Please copy exactly the lines from the top of the data through the line containing "Annotation guideline: every instance of the shoulder", and nothing else.

=== DATA FOR THE TASK ===

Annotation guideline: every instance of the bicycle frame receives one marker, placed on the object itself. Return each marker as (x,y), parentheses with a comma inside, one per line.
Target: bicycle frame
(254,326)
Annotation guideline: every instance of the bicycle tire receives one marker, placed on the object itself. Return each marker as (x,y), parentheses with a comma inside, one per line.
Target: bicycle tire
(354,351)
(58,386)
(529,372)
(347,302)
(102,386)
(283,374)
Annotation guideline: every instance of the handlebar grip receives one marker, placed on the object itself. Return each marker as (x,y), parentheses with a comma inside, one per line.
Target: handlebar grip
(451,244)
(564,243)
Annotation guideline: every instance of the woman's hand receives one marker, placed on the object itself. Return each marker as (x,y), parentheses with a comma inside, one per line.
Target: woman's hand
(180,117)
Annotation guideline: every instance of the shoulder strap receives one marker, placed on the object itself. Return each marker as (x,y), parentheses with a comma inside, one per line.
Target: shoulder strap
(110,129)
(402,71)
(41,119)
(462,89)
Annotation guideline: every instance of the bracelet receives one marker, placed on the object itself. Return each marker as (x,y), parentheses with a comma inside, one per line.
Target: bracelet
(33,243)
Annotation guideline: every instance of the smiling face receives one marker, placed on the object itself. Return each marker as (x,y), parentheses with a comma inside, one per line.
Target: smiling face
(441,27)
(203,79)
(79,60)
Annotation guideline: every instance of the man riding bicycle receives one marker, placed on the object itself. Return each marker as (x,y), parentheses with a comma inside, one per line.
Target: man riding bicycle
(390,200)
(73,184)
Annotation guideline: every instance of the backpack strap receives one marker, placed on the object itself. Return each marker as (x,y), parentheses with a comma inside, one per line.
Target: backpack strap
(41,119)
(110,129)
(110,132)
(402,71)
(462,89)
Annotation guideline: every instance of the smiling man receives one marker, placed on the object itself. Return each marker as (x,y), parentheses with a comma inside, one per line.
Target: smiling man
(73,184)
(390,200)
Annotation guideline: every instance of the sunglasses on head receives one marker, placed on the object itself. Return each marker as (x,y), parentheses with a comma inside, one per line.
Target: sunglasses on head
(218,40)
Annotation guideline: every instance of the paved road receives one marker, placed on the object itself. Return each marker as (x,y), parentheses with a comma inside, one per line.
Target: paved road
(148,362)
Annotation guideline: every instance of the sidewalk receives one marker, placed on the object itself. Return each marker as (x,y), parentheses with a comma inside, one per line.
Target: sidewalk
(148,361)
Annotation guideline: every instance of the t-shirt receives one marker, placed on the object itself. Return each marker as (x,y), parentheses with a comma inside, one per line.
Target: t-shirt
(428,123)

===

ANSWER BOX >>
Annotation guideline: every instance of the bicycle frame receives one marker, placed on the object itself. Return each marker as (x,y), parentheses with a comma inside, one per line.
Target: bicycle frame
(254,326)
Annotation guideline: every instance of the bicycle tire receives one marker, placed on the object itself. Return each marker as (x,y), parentheses with a comma inside, one per line.
Target: bicycle tire
(354,351)
(58,386)
(529,372)
(347,302)
(102,386)
(283,374)
Annotation guideline: every instance of the handlebar grip receives one marker, placed on the object itself. Return each marker as (x,y), parentheses with a comma inside, one per line.
Target: handlebar grip
(451,244)
(564,243)
Annotation guideline: every instance of the woman's hand receives one marker, placed on the object itself. Return each marker as (x,y), parentheses with a comma inside, one per line.
Target: woman's hand
(180,117)
Annotation guideline: every instance of the shoulder strap receives one marker, placed on the object itself. Return each marker as (x,y), parentheses with a comma inside, one per line.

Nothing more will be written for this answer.